| GIVEN REQUEST |
Could you output every line of the listing below as a JSON array of strings, one string per line, omitting any blank lines?

| INPUT MATERIAL |
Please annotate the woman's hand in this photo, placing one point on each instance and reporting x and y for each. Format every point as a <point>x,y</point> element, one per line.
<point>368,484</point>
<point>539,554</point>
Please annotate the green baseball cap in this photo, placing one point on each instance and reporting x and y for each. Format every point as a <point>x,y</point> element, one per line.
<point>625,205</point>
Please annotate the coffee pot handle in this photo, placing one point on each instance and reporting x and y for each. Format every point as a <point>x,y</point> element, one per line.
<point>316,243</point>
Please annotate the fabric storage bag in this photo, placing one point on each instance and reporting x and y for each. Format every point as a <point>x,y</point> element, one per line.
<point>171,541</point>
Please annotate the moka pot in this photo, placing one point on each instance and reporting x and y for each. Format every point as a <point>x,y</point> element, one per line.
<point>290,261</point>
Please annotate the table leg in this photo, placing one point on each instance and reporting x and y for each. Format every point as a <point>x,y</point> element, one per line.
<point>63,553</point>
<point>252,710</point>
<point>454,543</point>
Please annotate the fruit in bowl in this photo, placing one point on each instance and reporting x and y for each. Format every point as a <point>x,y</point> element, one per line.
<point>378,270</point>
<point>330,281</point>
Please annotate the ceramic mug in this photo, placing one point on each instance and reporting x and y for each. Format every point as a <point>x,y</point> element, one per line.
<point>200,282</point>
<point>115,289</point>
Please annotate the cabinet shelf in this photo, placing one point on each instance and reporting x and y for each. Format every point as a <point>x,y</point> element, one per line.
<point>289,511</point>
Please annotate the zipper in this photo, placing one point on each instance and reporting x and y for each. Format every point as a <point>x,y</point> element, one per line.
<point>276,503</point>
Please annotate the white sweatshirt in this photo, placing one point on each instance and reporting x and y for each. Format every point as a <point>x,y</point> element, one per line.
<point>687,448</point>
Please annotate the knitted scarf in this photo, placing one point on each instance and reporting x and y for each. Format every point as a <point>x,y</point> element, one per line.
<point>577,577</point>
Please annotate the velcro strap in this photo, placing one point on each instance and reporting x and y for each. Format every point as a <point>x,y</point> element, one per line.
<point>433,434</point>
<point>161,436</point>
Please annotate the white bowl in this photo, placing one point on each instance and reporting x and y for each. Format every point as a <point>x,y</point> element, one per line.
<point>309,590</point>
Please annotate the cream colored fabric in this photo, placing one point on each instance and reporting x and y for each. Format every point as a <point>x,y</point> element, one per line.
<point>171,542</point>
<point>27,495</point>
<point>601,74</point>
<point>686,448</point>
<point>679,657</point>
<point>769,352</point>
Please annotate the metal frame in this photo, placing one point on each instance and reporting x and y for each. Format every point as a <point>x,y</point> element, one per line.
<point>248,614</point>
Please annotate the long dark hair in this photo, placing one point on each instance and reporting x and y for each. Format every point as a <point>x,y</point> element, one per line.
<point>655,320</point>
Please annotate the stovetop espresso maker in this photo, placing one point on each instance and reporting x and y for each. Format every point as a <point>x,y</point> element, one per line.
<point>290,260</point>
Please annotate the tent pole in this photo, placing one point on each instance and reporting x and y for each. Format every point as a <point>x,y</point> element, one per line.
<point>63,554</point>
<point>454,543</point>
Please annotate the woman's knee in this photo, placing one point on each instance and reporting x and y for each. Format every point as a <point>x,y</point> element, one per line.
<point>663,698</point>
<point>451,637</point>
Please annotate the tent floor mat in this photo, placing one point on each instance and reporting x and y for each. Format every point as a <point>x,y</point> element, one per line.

| RESULT FOR THIS EXERCISE |
[
  "Please annotate the woman's hand in this photo, placing one point on each instance and reporting x and y for each. Format every point as a <point>x,y</point> element, one per line.",
  "<point>368,484</point>",
  "<point>539,554</point>",
  "Please annotate the green baseball cap in this photo, placing one point on each instance and reporting x and y for each. Format every point as a <point>x,y</point> element, one per line.",
  "<point>625,205</point>",
  "Please annotate the coffee pot handle in this photo, placing one point on each instance and reporting x and y for each. Format every point as a <point>x,y</point> element, one per line.",
  "<point>316,243</point>",
  "Please annotate the fabric storage bag in this photo, placing one point on each instance and reporting x and y for each. Format every point as a <point>x,y</point> element, one per line.",
  "<point>171,541</point>",
  "Please annotate the moka pot in this photo, placing one point on each instance and reporting x and y for each. Format every point as a <point>x,y</point> element, one per line.",
  "<point>290,261</point>",
  "Please annotate the table leg in this photo, placing one point on each instance and reporting x and y for each. Format every point as a <point>x,y</point> element, one per line.",
  "<point>63,553</point>",
  "<point>252,710</point>",
  "<point>454,543</point>",
  "Please annotate the fruit in bowl in this photo, placing one point on each instance and reporting x and y for each. Format every point as a <point>x,y</point> element, one per line.",
  "<point>378,270</point>",
  "<point>330,281</point>",
  "Please annotate the ceramic mug in this photo, placing one point on each instance and reporting x and y for each. Format every point as a <point>x,y</point> element, one per line.",
  "<point>200,282</point>",
  "<point>115,289</point>",
  "Please annotate the cabinet shelf in this photo, placing one point on each instance and reporting x and y for each. Format every point as a <point>x,y</point> element, one per line.",
  "<point>289,511</point>",
  "Please annotate the zipper in this photo, placing one point on each instance and reporting x and y for each. Format every point as a <point>x,y</point> element, one per line.",
  "<point>276,503</point>",
  "Please annotate the white sweatshirt in this photo, placing one point on each instance and reporting x and y for each. Format every point as a <point>x,y</point> element, one per line.",
  "<point>687,448</point>",
  "Please annotate the knitted scarf in this photo, placing one point on each instance and reporting x and y for each. Format every point as a <point>x,y</point> element, one per line.",
  "<point>577,577</point>",
  "Please annotate the velcro strap in this photo, placing one point on each instance and reporting x and y for each. Format every point as a <point>x,y</point> element, one per line.",
  "<point>433,434</point>",
  "<point>161,436</point>",
  "Please annotate the white bowl in this photo, placing one point on each instance and reporting x and y for each. Format every point as a <point>x,y</point> element, one per line.",
  "<point>309,590</point>",
  "Please annotate the cream colored fabric in this photo, placing one point on each instance and reporting x and y for each. Format every point as a <point>x,y</point> element, one per line.",
  "<point>171,542</point>",
  "<point>27,495</point>",
  "<point>601,74</point>",
  "<point>686,448</point>",
  "<point>679,657</point>",
  "<point>769,352</point>",
  "Please annotate the metal frame in this photo, placing one point on each instance and reporting x and y for each. Format every point as a <point>x,y</point> element, one per line.",
  "<point>248,614</point>",
  "Please annotate the long dark hair in this photo, placing one point on each instance and reporting x and y for each. Format every point as a <point>x,y</point> element, one per line.",
  "<point>655,320</point>",
  "Please annotate the stovetop espresso maker in this photo, placing one point on each instance and reporting x and y for each. Format every point as a <point>x,y</point> element, one per line.",
  "<point>290,260</point>",
  "Please annotate the tent pole in this photo, placing one point on each instance and reporting x and y for each. Format every point as a <point>x,y</point> element, one per line.",
  "<point>63,554</point>",
  "<point>454,543</point>",
  "Please annotate the woman's knee in this photo, placing one point on each instance and reporting x and y for each. Format every point as a <point>x,y</point> element, one per line.",
  "<point>663,698</point>",
  "<point>451,637</point>",
  "Please annotate the tent floor mat in this photo, placing one point on each instance and reporting x and y for each. Format every point as a <point>x,y</point> element, one per line."
]